**Written task**
Will you write out all the entries below exactly?

(Records from a data collection)
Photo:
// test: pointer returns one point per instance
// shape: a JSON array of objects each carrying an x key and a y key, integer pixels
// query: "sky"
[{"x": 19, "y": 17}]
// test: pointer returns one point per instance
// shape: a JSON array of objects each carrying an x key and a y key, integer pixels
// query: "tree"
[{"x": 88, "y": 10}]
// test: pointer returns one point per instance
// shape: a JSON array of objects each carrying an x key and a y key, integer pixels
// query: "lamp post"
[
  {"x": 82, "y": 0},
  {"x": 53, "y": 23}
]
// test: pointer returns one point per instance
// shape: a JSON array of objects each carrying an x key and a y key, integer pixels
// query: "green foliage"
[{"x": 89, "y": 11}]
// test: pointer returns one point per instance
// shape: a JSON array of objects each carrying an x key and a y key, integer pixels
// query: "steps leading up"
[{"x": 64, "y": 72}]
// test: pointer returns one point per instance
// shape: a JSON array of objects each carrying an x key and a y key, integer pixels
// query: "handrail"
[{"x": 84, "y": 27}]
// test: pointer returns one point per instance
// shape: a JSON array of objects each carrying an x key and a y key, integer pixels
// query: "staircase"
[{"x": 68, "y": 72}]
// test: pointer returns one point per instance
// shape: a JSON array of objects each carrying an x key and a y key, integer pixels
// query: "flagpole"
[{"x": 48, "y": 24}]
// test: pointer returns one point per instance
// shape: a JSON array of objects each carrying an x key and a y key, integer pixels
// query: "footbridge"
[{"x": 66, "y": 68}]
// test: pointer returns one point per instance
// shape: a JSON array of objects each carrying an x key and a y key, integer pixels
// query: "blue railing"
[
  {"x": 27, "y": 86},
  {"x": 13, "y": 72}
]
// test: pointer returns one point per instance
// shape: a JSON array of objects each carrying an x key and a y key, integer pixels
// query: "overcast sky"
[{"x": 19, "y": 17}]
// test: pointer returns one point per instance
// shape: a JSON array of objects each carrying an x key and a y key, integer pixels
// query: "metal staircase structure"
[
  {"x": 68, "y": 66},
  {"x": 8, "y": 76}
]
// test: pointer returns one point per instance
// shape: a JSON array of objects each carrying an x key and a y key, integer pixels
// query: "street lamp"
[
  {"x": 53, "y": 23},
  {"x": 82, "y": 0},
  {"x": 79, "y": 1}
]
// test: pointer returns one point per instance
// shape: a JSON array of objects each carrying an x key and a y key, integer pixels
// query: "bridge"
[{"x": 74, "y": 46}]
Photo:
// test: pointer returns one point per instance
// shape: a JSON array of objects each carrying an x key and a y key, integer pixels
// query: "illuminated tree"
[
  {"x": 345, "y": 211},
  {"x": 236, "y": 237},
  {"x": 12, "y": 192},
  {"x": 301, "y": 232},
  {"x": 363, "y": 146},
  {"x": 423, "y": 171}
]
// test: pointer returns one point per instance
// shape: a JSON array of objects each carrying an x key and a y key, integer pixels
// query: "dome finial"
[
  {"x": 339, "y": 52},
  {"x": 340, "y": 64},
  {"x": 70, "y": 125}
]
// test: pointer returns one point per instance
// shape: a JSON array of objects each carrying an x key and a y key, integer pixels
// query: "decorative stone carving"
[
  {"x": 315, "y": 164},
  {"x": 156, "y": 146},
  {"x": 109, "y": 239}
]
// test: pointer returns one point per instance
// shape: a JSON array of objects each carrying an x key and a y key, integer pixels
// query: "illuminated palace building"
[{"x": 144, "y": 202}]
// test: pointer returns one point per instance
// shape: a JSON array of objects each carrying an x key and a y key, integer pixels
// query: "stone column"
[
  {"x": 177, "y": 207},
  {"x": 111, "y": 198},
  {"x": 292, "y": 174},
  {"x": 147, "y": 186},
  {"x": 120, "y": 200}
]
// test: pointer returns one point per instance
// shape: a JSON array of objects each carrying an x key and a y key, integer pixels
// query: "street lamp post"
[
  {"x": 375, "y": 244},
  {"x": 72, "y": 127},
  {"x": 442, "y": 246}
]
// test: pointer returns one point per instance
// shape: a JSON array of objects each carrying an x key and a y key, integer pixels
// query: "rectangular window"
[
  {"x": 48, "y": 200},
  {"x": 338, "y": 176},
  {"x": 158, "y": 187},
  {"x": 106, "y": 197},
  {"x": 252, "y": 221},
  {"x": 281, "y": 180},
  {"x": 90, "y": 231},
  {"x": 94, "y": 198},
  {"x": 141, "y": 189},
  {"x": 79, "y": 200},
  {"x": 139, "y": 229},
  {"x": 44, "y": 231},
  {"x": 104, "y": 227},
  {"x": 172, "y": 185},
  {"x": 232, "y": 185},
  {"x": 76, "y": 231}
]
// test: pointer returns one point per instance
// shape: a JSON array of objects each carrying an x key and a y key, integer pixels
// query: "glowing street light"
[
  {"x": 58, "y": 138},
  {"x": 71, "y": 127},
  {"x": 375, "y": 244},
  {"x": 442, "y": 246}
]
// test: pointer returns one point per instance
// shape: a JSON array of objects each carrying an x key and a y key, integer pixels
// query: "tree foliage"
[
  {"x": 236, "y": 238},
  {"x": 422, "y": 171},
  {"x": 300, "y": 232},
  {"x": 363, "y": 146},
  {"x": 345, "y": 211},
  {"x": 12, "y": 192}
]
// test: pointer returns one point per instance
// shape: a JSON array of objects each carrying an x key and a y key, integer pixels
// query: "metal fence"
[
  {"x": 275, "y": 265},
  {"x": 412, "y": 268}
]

**Response to this task**
Photo:
// test: pointer returns one point per instance
// shape: a JSON array of objects each carrying an x key and a y key, integer pixels
// query: "sky"
[{"x": 19, "y": 17}]
// test: pointer returns one point per instance
// shape: a JSON array of objects each carrying an x key and a y key, integer pixels
// query: "tree"
[{"x": 88, "y": 10}]
// test: pointer returns one point per instance
// shape: a JSON array of objects each carrying an x key and a y key, integer pixels
// query: "lamp post"
[
  {"x": 82, "y": 0},
  {"x": 53, "y": 23}
]
// test: pointer returns one point per instance
// shape: a JSON array of objects each carrying an x key and a y key, integer pixels
// query: "green foliage"
[{"x": 89, "y": 11}]
// test: pointer returns one point per instance
// shape: a JSON array of objects each carrying an x key and a y key, integer pixels
// query: "steps leading up"
[{"x": 64, "y": 72}]
// test: pointer returns one point per instance
// shape: a JSON array of objects each carrying an x key and a y key, integer pixels
// query: "handrail"
[{"x": 84, "y": 27}]
// test: pointer returns one point per instance
// shape: a JSON array of objects each carrying an x key and a y key, integer pixels
// query: "staircase"
[{"x": 68, "y": 72}]
// test: pointer returns one point per instance
// shape: a JSON array of objects each carrying an x key and a y key, integer pixels
// query: "flagpole"
[{"x": 48, "y": 24}]
// test: pointer returns one point per instance
// shape: a JSON array of objects each carrying an x key and a y key, integer pixels
// query: "footbridge"
[{"x": 66, "y": 68}]
// test: pointer returns one point per instance
// shape: a JSON array of objects each carrying an x key and a y key, integer pixels
// query: "blue railing"
[
  {"x": 27, "y": 86},
  {"x": 13, "y": 72}
]
// test: pointer returns one point per instance
// shape: a JSON array of objects each carrying an x key and a y key, integer pixels
// query: "overcast sky"
[{"x": 19, "y": 17}]
// test: pointer returns one point per instance
// shape: a JSON array of objects each carrying an x key and a y key, integer pixels
// query: "metal staircase structure"
[
  {"x": 68, "y": 66},
  {"x": 8, "y": 76}
]
// test: pointer returns one point per instance
// shape: a JSON array of objects each carrying an x key and a y key, integer pixels
// query: "street lamp"
[
  {"x": 53, "y": 23},
  {"x": 82, "y": 0},
  {"x": 79, "y": 1}
]
// test: pointer returns one point per instance
// shape: a JSON array of objects each carrying an x key and a y key, integer pixels
// query: "bridge"
[{"x": 74, "y": 46}]
Photo:
// test: pointer returns one point per instance
// shape: a JSON array of objects each carrying an x key and a y key, integer pixels
// query: "illuminated tree"
[
  {"x": 345, "y": 211},
  {"x": 236, "y": 237},
  {"x": 12, "y": 192},
  {"x": 301, "y": 232},
  {"x": 363, "y": 146},
  {"x": 423, "y": 171}
]
// test: pointer returns one point per instance
// shape: a JSON array of objects each carrying an x key and a y key, integer pixels
// query: "dome finial"
[
  {"x": 339, "y": 52},
  {"x": 340, "y": 64},
  {"x": 70, "y": 125}
]
// test: pointer returns one point per instance
// shape: a JSON array of objects each carrying an x key and a y key, integer pixels
// query: "decorative stone carving"
[
  {"x": 315, "y": 164},
  {"x": 156, "y": 146},
  {"x": 109, "y": 239}
]
// test: pointer returns one point per instance
// shape: a JSON array of objects each carrying an x key and a y key, integer pixels
// query: "illuminated palace building"
[{"x": 144, "y": 202}]
// test: pointer returns one point per instance
// shape: a JSON array of objects each carrying an x key and a y key, integer pixels
// query: "stone column"
[
  {"x": 177, "y": 207},
  {"x": 111, "y": 198},
  {"x": 292, "y": 174},
  {"x": 147, "y": 186},
  {"x": 120, "y": 200}
]
// test: pointer returns one point per instance
// shape: a JSON array of objects each carrying an x key and a y key, integer pixels
// query: "street lamp post"
[
  {"x": 375, "y": 244},
  {"x": 72, "y": 127},
  {"x": 442, "y": 246}
]
// test: pointer returns one point per instance
// shape: a JSON array of objects each carrying an x key and a y key, integer pixels
// query: "rectangular window"
[
  {"x": 48, "y": 200},
  {"x": 338, "y": 176},
  {"x": 158, "y": 187},
  {"x": 106, "y": 197},
  {"x": 252, "y": 221},
  {"x": 281, "y": 180},
  {"x": 90, "y": 231},
  {"x": 94, "y": 198},
  {"x": 141, "y": 189},
  {"x": 79, "y": 200},
  {"x": 139, "y": 229},
  {"x": 44, "y": 231},
  {"x": 104, "y": 227},
  {"x": 172, "y": 185},
  {"x": 232, "y": 185},
  {"x": 76, "y": 231}
]
// test: pointer returns one point per instance
// shape: a JSON array of objects each carrying an x key and a y key, integer pixels
// query: "glowing street light"
[
  {"x": 58, "y": 138},
  {"x": 71, "y": 127},
  {"x": 375, "y": 244},
  {"x": 442, "y": 246}
]
// test: pointer returns one point per instance
// shape: a JSON array of objects each carrying an x key and a y key, integer pixels
// query: "tree foliage"
[
  {"x": 236, "y": 238},
  {"x": 422, "y": 171},
  {"x": 300, "y": 232},
  {"x": 363, "y": 146},
  {"x": 345, "y": 211},
  {"x": 12, "y": 192}
]
// test: pointer returns one point per instance
// shape: a JSON array of objects each carrying an x key and a y key, integer pixels
// query: "metal fence"
[
  {"x": 275, "y": 265},
  {"x": 412, "y": 268}
]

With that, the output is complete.